Exercise description:
Starting with the line that contains "Class, indicate each instance of the purple", reproduce each line through the end of the entries exactly as written.

Provided information:
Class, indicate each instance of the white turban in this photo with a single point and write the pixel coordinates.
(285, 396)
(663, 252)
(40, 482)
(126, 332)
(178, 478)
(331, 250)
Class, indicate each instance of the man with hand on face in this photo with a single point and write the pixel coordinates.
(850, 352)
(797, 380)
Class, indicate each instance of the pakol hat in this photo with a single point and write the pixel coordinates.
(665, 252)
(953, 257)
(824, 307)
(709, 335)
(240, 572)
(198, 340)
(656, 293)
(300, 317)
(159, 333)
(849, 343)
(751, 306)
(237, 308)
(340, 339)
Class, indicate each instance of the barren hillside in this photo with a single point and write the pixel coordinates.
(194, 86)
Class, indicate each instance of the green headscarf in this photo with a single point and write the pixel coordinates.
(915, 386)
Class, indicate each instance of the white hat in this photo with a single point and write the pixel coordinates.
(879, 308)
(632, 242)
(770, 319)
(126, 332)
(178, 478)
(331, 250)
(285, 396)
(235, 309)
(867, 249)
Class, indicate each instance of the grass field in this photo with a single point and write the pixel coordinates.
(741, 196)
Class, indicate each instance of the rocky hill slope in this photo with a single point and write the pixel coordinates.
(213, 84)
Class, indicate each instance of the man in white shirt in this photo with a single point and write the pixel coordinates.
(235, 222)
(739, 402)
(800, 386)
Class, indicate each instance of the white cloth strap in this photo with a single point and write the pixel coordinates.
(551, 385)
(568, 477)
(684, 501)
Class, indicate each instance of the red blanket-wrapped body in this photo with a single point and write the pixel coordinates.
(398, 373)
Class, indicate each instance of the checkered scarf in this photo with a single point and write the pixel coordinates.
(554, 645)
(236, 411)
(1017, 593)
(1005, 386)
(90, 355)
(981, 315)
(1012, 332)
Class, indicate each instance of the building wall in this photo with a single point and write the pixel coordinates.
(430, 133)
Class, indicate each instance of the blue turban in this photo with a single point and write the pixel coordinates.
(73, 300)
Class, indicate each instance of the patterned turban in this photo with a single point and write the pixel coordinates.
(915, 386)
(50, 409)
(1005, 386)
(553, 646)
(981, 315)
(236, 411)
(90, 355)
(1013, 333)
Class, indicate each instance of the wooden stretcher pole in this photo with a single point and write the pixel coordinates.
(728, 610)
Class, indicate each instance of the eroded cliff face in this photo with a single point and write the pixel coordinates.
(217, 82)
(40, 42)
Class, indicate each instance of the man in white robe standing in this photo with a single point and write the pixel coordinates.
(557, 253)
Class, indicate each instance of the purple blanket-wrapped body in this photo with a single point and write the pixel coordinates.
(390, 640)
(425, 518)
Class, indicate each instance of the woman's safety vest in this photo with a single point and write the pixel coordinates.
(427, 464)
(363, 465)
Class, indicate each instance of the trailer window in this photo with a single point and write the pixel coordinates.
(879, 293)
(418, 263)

Task result:
Class, indicate each instance of the purple blanket-wrapped body in this photo with a single point and write the pixel coordinates.
(390, 640)
(425, 518)
Class, indicate each instance of the woman's safety vest in this photo with a single point and write the pixel coordinates.
(427, 464)
(363, 465)
Class, indicate each instance of the trailer window in this photo with a single point and write the pixel coordinates.
(879, 293)
(418, 263)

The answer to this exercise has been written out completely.